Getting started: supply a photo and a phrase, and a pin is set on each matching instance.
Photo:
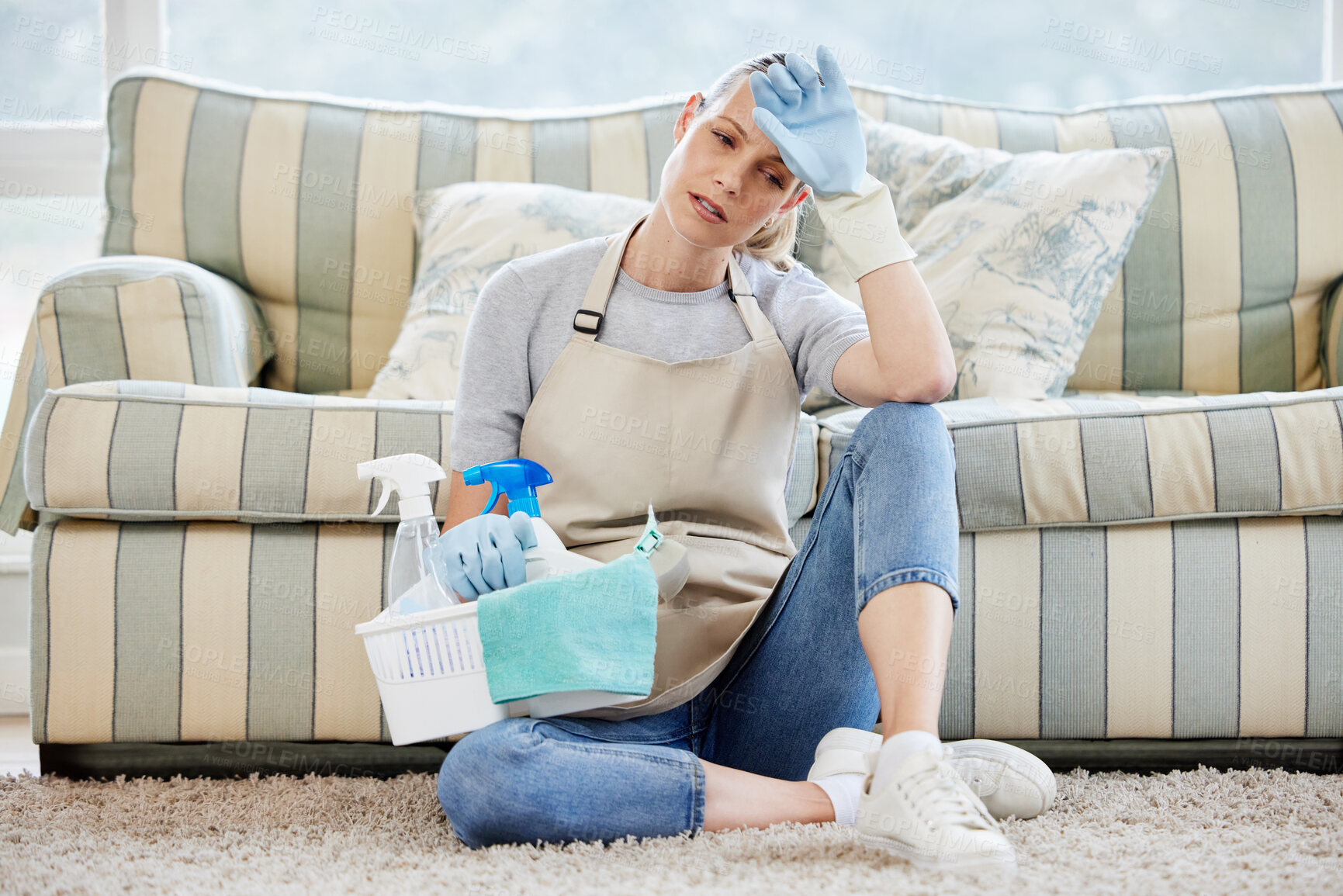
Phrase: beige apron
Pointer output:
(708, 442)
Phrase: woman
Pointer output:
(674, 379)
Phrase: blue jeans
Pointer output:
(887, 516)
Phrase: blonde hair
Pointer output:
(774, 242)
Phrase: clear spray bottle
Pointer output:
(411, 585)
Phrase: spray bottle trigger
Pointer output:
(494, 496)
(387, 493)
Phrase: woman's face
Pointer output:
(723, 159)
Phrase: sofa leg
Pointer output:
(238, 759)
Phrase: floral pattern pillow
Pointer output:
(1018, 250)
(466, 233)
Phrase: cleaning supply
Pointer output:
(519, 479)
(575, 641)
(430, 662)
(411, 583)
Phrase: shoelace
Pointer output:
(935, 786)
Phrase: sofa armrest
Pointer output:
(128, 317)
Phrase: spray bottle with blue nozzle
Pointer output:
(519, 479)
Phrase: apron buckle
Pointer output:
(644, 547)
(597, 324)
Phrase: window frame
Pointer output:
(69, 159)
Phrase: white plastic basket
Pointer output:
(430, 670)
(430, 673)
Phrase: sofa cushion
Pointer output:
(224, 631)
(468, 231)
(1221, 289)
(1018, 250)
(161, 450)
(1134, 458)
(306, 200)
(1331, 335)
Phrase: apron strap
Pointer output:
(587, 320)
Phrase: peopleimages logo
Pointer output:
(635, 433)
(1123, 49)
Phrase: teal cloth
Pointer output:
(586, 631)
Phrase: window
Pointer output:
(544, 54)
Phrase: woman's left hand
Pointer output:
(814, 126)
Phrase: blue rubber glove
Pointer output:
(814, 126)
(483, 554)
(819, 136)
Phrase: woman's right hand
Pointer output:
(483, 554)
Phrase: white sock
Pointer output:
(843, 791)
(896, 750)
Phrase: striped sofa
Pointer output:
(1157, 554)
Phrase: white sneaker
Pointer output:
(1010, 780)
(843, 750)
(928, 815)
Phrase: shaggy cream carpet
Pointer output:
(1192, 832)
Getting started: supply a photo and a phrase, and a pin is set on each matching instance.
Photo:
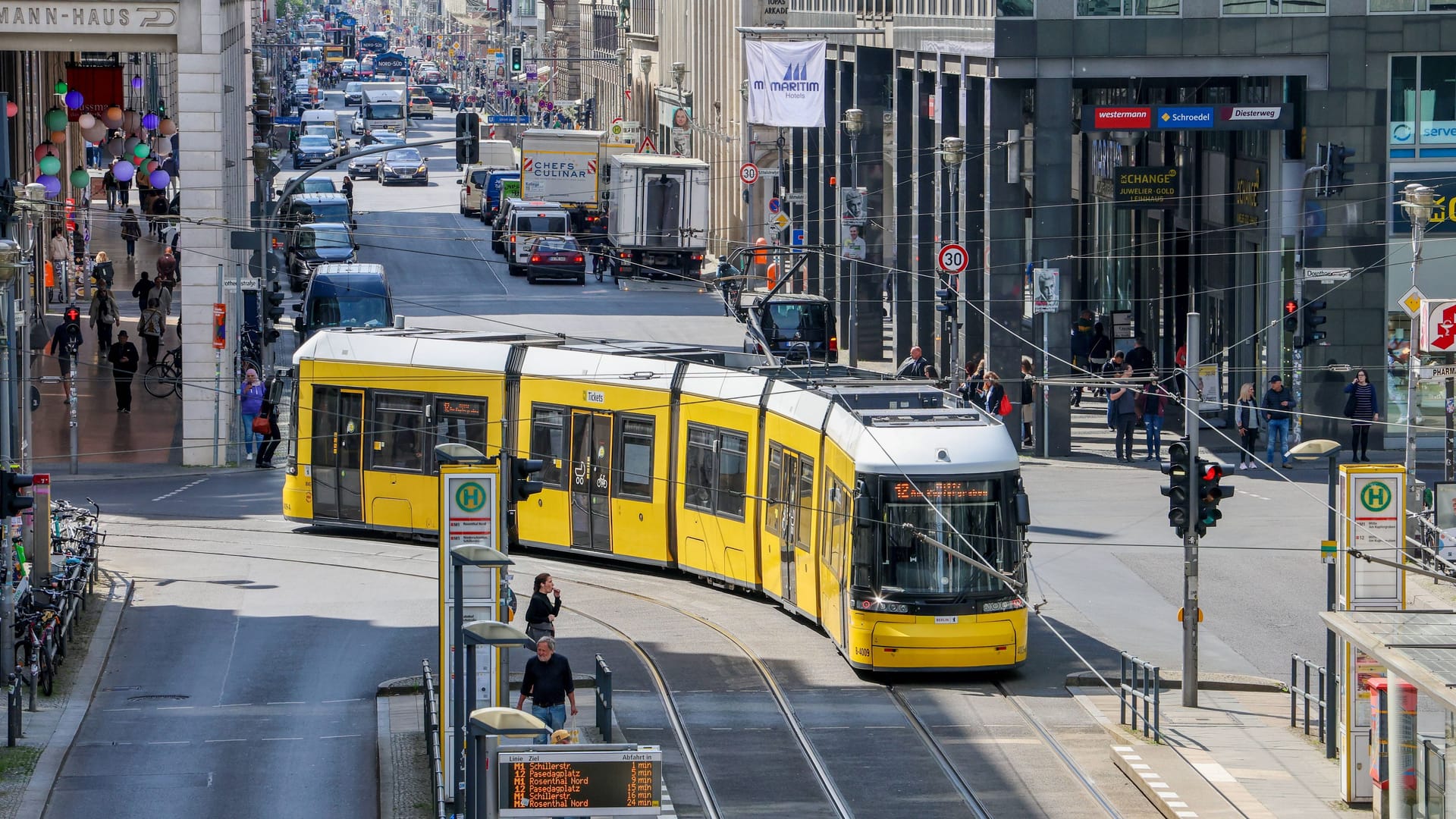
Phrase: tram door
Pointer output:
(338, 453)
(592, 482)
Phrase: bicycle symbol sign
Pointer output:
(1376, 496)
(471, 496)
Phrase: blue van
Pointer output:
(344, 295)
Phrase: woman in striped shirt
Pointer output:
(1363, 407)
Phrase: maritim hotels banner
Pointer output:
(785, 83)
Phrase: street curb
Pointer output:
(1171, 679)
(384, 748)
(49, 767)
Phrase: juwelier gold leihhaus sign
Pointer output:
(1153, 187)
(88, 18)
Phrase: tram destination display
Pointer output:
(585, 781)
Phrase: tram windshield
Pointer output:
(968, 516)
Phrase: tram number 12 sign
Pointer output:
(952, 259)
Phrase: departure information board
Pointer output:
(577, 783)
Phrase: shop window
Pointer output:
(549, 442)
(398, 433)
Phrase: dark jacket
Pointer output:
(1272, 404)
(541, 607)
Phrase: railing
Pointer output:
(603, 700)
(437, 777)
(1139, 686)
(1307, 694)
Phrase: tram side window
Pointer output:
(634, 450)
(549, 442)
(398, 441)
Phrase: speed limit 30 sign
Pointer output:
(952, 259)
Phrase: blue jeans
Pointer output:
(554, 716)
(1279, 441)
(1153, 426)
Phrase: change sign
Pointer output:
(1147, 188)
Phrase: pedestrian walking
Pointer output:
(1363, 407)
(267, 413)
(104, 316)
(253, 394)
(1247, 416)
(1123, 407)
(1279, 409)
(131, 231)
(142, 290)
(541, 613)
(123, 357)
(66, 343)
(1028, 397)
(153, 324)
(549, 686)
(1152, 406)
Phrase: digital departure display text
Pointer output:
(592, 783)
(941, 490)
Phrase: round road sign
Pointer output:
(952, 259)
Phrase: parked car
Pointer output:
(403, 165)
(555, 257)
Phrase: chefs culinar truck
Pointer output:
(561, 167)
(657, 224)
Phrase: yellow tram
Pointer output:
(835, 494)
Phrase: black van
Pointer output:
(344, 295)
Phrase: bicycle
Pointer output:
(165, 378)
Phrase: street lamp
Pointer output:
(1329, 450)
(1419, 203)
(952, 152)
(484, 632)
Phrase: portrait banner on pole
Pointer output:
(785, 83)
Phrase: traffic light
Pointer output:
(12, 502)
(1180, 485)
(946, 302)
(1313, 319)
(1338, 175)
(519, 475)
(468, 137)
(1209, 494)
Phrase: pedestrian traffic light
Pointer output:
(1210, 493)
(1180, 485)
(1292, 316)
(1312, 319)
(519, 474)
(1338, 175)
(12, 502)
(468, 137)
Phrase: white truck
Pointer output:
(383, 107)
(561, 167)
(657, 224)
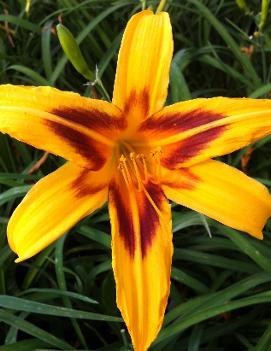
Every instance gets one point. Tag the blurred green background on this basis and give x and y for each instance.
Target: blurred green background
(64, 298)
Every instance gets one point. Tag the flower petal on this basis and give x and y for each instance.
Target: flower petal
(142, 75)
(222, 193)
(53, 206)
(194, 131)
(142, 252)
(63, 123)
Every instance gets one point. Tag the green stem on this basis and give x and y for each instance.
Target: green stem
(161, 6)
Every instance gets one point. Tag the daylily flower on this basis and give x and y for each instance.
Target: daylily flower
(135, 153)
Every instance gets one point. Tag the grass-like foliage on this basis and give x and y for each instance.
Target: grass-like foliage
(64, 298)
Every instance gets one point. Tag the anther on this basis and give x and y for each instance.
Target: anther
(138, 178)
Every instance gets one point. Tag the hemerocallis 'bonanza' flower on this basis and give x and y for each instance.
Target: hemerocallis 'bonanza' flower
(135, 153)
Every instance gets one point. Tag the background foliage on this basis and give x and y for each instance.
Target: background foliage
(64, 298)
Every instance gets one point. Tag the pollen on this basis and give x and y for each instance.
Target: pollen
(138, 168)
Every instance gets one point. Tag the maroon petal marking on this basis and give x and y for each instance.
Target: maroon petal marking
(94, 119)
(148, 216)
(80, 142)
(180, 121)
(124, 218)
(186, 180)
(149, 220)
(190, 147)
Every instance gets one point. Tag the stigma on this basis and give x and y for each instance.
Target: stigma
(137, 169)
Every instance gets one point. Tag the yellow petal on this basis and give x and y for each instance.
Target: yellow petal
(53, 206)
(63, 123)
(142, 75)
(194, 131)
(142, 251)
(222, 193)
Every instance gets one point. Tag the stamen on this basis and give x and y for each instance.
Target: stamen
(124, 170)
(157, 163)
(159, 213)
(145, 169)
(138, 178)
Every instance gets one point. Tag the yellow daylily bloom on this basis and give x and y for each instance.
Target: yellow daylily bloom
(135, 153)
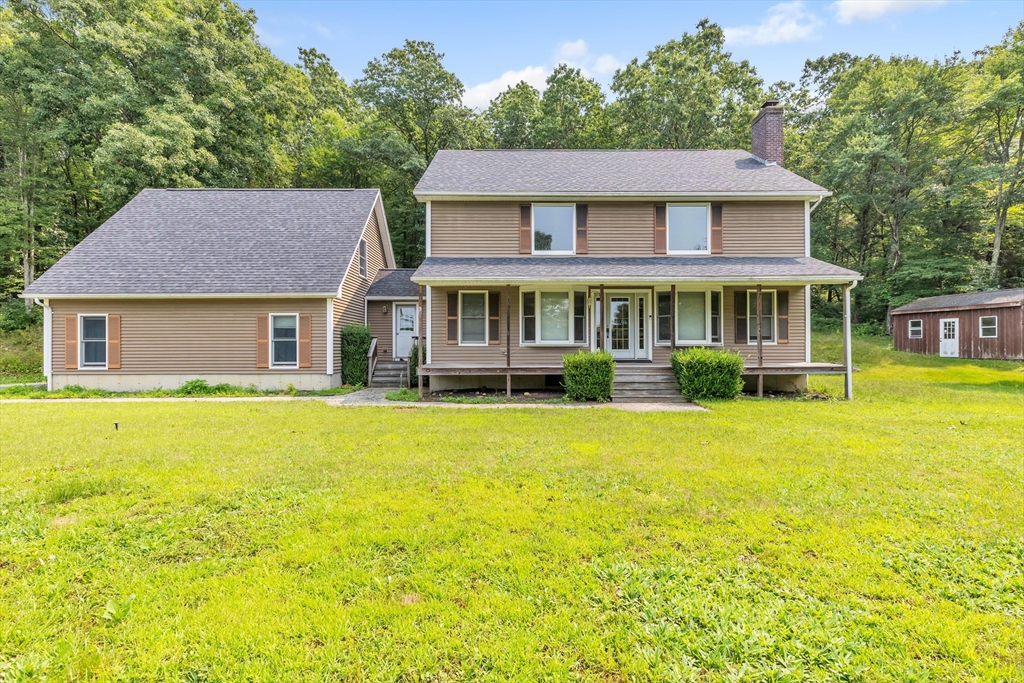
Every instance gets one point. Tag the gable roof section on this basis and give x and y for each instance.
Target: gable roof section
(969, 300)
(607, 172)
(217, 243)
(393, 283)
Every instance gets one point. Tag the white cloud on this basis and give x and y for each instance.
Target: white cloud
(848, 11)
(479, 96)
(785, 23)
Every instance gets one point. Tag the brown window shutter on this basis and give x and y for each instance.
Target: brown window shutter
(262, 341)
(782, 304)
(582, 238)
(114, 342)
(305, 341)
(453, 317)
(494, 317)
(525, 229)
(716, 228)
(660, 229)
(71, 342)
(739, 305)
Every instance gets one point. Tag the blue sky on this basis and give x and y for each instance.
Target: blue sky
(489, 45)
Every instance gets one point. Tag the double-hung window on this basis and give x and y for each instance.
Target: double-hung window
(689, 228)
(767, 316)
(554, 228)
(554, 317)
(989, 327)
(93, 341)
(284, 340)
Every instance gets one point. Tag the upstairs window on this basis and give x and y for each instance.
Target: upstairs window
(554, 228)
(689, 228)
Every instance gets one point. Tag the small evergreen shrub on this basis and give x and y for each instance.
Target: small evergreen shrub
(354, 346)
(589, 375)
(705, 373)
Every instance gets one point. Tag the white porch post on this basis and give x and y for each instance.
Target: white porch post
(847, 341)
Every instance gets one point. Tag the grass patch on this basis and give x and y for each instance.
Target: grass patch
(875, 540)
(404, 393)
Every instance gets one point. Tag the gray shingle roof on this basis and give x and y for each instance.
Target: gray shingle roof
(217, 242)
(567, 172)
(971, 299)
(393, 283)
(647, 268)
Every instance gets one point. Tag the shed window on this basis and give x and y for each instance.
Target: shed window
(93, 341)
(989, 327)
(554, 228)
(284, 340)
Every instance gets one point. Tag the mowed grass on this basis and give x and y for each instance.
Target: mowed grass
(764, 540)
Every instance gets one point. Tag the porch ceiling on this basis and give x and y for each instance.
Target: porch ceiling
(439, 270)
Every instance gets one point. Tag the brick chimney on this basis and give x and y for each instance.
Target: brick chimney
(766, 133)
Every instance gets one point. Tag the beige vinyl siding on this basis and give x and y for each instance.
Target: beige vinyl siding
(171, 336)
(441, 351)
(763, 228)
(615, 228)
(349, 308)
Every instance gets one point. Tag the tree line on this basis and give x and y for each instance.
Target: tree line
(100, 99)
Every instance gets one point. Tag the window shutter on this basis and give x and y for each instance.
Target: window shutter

################

◆ REQUIRED ACTION: Pick out each line above that includes "tram" and show it.

◆ ANSWER SPACE:
Phrase: tram door
Phrase: tram destination display
Phrase: tram windshield
Phrase: tram number 12 sign
Phrase: tram side window
Phrase: yellow tram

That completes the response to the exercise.